What to do: Reproduce verbatim every line from the one containing "Trail camera review — mark every dark rock" down to the one containing "xmin=201 ymin=142 xmax=207 ymax=155", with both of those lines included.
+ + + +
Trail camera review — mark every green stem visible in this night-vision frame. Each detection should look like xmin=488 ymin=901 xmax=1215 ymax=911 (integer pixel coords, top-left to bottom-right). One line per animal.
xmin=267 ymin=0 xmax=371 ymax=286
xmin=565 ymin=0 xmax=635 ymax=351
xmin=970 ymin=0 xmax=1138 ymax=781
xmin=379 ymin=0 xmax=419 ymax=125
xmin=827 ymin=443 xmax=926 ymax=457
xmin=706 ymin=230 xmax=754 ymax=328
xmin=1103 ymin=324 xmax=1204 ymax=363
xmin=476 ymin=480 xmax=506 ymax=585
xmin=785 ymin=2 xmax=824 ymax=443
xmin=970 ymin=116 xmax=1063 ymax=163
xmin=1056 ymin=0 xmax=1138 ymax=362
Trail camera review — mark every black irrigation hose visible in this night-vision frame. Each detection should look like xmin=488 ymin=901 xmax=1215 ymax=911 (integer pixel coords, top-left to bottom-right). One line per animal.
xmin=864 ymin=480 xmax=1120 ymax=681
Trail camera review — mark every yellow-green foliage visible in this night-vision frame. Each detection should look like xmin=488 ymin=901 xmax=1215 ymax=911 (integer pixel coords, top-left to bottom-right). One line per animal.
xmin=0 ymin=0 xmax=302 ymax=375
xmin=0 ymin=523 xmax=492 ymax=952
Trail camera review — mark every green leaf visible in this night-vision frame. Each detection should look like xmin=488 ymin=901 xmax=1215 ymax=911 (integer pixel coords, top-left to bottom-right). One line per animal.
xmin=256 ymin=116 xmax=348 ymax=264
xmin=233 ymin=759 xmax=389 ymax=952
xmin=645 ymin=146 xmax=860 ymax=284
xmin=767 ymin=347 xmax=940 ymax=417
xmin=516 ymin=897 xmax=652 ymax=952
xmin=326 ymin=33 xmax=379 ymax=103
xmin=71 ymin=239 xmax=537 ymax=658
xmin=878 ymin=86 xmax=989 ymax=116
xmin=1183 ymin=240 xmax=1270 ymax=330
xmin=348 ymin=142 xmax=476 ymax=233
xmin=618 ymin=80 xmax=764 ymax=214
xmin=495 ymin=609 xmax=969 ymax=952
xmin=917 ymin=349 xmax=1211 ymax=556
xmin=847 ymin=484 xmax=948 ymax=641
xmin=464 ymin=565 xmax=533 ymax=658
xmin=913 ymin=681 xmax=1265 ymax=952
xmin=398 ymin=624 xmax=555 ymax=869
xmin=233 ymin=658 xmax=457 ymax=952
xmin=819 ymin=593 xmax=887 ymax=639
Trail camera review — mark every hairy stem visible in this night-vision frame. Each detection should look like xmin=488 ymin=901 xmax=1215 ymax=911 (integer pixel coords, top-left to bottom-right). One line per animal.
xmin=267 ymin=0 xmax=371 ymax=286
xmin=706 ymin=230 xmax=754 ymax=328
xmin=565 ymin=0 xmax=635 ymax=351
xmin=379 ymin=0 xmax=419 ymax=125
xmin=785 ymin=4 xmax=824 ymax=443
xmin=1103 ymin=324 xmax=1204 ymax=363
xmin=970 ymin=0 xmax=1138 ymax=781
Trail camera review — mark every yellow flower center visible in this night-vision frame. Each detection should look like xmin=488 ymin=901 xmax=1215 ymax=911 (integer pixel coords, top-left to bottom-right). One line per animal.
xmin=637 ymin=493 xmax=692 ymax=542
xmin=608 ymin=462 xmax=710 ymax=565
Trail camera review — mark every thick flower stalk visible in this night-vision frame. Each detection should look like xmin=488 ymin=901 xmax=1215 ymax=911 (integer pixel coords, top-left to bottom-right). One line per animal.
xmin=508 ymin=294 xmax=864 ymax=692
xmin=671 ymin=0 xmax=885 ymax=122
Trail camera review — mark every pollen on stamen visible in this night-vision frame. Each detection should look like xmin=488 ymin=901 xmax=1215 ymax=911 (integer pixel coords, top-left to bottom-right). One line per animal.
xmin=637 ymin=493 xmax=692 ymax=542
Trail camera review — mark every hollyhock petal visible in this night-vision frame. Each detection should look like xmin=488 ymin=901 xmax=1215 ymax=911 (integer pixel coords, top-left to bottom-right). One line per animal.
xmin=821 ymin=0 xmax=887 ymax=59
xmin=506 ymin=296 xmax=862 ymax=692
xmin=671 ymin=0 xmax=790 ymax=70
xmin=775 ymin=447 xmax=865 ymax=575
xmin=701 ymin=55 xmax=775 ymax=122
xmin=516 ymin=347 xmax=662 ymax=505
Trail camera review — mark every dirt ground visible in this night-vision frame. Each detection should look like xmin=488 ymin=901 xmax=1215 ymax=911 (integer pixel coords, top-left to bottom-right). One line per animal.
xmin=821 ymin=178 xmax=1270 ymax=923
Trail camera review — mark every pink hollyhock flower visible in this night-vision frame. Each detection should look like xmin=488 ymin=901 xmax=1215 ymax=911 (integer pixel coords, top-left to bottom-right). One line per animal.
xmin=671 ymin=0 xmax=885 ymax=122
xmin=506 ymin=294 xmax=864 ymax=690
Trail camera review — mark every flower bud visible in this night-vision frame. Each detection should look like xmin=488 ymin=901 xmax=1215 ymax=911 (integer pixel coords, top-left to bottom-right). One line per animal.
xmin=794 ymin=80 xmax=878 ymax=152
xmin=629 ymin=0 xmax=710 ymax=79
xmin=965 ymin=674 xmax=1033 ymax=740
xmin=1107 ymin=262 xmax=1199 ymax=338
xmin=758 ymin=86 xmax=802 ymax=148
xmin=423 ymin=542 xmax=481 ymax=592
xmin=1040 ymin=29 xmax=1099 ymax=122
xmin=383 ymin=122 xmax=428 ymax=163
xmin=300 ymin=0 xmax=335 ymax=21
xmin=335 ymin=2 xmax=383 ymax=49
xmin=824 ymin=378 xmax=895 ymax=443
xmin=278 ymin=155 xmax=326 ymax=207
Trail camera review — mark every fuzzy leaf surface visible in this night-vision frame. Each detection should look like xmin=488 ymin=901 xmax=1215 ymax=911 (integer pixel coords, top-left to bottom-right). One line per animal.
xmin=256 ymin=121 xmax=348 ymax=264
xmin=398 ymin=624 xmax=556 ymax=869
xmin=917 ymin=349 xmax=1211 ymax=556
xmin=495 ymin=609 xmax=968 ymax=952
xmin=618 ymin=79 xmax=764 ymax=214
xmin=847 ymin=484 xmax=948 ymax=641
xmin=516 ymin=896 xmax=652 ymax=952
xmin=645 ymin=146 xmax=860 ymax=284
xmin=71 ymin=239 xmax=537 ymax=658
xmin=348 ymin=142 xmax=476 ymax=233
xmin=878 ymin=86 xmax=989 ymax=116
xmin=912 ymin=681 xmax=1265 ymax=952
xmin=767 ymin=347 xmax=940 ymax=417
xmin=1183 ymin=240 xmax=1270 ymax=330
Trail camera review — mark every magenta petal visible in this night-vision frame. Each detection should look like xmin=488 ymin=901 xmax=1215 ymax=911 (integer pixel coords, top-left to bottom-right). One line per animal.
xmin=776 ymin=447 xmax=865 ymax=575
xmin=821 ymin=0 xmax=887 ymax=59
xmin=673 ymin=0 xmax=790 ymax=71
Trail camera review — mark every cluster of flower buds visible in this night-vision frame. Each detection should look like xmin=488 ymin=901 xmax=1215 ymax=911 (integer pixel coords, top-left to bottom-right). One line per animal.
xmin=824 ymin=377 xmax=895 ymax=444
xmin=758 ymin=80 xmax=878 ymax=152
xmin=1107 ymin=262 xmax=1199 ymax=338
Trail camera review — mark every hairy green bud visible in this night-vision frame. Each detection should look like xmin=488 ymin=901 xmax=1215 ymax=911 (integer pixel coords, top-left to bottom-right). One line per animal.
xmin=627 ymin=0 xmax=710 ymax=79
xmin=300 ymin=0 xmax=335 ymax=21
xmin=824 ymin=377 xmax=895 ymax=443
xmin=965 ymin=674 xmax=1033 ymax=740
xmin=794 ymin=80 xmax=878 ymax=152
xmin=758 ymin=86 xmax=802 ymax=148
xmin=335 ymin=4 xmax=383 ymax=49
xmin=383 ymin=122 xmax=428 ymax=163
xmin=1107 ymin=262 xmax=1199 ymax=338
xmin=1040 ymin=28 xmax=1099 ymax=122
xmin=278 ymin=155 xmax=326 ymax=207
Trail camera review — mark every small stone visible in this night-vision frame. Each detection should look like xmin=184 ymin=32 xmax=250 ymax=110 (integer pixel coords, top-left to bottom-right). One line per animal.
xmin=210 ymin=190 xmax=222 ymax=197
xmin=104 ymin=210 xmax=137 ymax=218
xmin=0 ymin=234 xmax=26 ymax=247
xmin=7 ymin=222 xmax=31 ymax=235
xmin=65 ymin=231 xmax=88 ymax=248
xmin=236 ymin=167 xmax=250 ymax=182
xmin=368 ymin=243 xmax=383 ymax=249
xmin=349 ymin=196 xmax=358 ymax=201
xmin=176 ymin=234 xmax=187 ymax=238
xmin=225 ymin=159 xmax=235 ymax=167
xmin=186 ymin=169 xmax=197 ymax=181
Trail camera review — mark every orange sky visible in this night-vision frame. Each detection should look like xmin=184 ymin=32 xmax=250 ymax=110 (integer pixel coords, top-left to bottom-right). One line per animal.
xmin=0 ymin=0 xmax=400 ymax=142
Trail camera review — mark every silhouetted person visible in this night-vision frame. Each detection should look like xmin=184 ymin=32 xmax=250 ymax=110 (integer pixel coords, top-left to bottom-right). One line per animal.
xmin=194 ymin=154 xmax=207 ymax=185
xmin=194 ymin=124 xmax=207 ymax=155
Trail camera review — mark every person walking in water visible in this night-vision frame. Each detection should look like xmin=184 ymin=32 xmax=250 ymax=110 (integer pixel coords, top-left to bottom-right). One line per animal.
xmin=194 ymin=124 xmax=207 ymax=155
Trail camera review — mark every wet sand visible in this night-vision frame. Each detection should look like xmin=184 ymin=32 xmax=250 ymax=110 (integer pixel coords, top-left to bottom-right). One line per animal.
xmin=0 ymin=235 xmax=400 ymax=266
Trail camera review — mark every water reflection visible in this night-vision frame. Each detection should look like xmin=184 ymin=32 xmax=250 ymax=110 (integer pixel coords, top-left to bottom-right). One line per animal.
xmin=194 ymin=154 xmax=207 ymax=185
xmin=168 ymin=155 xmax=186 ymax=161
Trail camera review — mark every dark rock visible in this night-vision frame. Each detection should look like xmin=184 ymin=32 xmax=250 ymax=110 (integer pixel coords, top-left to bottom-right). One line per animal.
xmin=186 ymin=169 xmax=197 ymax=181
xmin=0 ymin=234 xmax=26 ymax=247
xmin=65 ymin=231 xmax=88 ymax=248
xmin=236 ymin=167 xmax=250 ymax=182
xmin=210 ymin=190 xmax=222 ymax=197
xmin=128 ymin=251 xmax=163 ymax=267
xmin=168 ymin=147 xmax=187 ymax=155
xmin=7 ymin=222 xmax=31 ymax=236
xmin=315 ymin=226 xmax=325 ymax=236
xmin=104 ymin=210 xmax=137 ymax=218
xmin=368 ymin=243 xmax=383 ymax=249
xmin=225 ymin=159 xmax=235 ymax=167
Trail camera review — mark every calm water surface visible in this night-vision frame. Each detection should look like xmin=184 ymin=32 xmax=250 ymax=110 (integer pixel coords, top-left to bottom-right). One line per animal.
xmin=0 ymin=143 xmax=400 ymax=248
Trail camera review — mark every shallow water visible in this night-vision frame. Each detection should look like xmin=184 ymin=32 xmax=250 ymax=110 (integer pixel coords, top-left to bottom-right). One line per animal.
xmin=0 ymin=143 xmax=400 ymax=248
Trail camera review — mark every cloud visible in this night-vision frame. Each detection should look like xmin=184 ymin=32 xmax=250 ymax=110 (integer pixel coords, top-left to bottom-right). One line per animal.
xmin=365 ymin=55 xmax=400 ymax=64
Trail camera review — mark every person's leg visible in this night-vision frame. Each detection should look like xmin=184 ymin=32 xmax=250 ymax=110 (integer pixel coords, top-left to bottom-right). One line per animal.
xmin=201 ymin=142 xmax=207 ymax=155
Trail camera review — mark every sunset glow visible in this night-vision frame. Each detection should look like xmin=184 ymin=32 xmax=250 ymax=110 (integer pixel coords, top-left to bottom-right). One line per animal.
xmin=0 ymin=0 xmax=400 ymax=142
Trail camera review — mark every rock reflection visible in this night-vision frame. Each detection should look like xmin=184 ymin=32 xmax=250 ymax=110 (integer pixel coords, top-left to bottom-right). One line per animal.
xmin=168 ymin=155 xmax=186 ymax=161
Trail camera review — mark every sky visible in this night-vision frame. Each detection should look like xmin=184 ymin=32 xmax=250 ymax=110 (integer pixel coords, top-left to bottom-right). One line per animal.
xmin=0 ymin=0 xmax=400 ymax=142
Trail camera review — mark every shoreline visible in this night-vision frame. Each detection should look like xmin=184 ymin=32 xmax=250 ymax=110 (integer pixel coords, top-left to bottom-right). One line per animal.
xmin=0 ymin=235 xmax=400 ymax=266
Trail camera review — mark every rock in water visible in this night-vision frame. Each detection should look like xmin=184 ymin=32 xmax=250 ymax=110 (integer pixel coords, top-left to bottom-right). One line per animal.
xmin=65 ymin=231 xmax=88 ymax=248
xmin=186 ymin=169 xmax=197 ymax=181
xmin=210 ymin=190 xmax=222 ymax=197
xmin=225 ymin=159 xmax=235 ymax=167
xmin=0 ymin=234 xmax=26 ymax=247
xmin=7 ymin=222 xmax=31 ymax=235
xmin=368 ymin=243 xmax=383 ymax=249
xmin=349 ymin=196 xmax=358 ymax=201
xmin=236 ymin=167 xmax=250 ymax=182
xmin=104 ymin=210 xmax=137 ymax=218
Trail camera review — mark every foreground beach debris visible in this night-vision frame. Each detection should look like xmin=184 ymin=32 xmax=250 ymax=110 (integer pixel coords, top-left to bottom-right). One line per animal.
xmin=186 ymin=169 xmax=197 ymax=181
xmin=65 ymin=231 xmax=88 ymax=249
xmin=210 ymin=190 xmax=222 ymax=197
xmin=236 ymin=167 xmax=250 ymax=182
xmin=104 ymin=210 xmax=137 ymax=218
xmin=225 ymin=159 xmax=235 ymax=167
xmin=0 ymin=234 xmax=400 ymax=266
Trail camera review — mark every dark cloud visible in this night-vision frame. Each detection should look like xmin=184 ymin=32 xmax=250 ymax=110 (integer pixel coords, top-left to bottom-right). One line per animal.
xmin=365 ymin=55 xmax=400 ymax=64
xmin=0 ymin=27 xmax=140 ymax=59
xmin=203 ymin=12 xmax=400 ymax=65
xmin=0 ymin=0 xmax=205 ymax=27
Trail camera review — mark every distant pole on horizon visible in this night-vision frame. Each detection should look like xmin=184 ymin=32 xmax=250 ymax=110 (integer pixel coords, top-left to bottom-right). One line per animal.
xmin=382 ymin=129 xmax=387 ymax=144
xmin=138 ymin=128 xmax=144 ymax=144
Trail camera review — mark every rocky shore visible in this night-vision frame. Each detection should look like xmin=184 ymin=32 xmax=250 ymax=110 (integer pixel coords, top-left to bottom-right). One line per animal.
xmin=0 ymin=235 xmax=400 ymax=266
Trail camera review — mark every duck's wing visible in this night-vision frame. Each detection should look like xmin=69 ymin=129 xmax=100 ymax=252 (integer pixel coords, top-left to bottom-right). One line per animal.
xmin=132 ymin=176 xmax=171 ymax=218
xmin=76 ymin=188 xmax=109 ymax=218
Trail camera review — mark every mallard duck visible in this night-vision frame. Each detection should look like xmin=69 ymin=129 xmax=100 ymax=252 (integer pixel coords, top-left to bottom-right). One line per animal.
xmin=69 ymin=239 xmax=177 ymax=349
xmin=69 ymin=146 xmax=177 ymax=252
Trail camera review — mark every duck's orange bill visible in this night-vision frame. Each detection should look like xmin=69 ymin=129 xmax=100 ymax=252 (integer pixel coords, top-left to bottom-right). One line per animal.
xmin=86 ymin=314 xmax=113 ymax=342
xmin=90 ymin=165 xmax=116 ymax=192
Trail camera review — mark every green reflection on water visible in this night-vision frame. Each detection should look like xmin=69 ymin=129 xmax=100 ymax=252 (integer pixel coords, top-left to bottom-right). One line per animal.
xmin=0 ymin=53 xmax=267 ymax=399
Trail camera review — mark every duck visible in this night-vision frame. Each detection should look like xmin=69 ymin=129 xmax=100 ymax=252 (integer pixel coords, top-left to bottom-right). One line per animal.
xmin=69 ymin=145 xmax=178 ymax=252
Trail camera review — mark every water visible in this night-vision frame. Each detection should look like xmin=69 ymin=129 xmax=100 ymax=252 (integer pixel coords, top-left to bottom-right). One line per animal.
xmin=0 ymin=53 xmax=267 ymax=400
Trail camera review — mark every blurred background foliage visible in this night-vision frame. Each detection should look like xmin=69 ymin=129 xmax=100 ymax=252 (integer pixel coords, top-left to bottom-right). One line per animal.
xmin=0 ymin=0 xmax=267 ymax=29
+ + + +
Result of the task:
Trail camera review — mark every dark rock visible in this night-vision frame. Each detection should look like xmin=184 ymin=32 xmax=250 ymax=110 (integer pixel coords, top-left to bottom-right). One line per animal.
xmin=186 ymin=169 xmax=197 ymax=181
xmin=0 ymin=234 xmax=26 ymax=247
xmin=65 ymin=231 xmax=88 ymax=248
xmin=236 ymin=167 xmax=250 ymax=182
xmin=210 ymin=190 xmax=222 ymax=197
xmin=128 ymin=251 xmax=163 ymax=267
xmin=168 ymin=147 xmax=187 ymax=155
xmin=7 ymin=222 xmax=31 ymax=236
xmin=315 ymin=226 xmax=325 ymax=236
xmin=104 ymin=210 xmax=137 ymax=218
xmin=368 ymin=243 xmax=383 ymax=249
xmin=225 ymin=159 xmax=235 ymax=167
Trail camera review — mark every calm water surface visible in this night-vision frame. Each detection should look like xmin=184 ymin=32 xmax=250 ymax=110 (integer pixel coords, top-left to bottom-right). One line per animal.
xmin=0 ymin=143 xmax=400 ymax=248
Trail camera review — mark every shallow water visible in this night-vision frame. Each detection should look like xmin=184 ymin=32 xmax=250 ymax=110 (integer pixel coords, top-left to bottom-right). One line per animal.
xmin=0 ymin=143 xmax=400 ymax=248
Trail camera review — mark every cloud visible in this night-vision frame. Each detection should look like xmin=184 ymin=32 xmax=250 ymax=110 (integer pixel coords, top-left to bottom-right). One line per animal.
xmin=365 ymin=55 xmax=400 ymax=64
Trail camera review — mark every person's leg visible in this night-vision frame. Each detection should look like xmin=184 ymin=32 xmax=250 ymax=110 (integer pixel coords, top-left to bottom-right). One line per animal.
xmin=201 ymin=142 xmax=207 ymax=155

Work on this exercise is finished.